[Records from a data source]
== Segment start ==
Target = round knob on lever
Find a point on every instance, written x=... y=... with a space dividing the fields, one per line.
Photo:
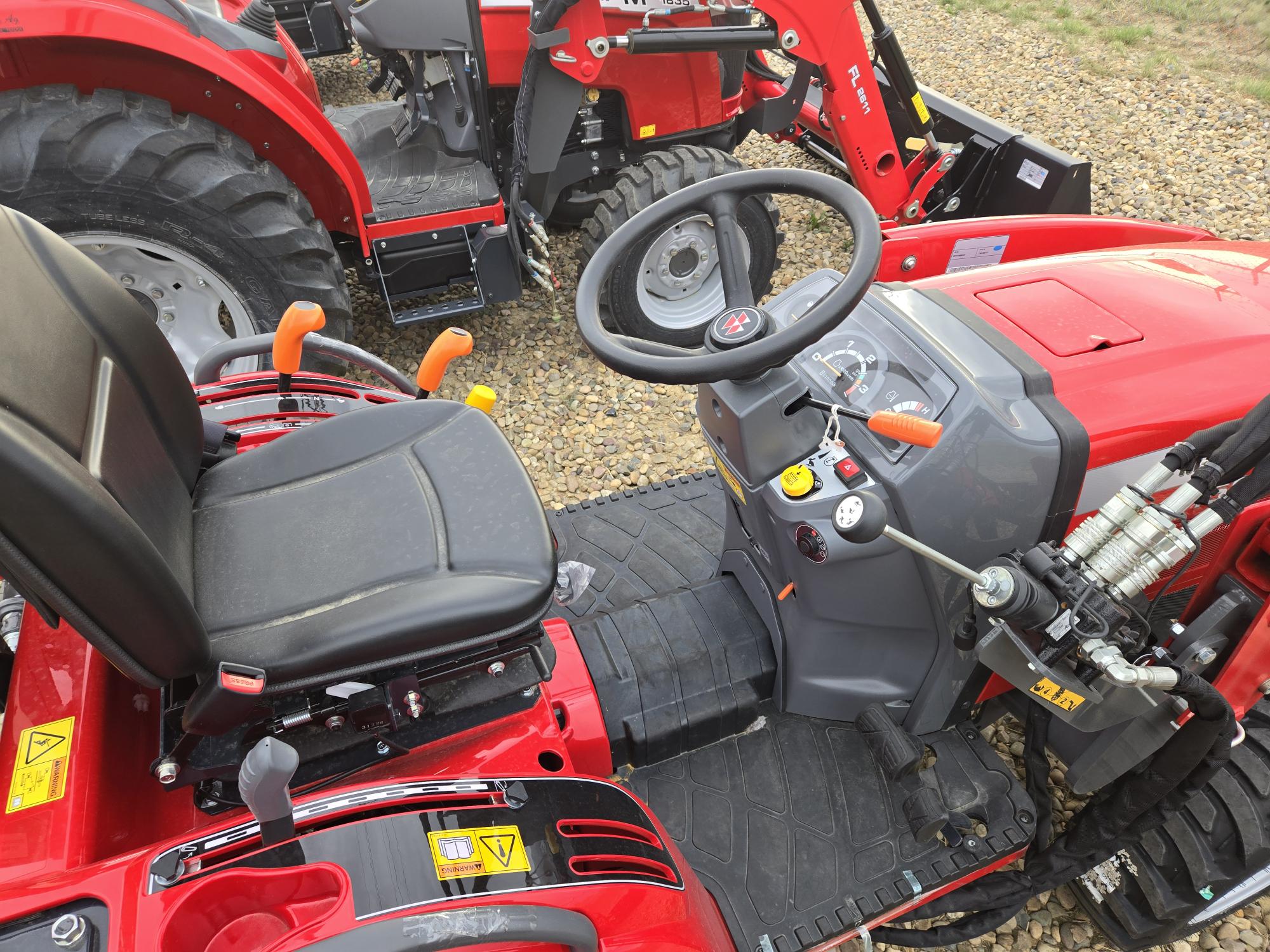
x=289 y=341
x=451 y=343
x=860 y=517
== Segment end ==
Exercise description | With the pictures removed, return the data above word for word.

Solution to the problem |
Target = round knob on lever
Find a point on every instance, written x=... y=... with a space dividing the fields, one per line.
Photo:
x=289 y=341
x=451 y=343
x=860 y=517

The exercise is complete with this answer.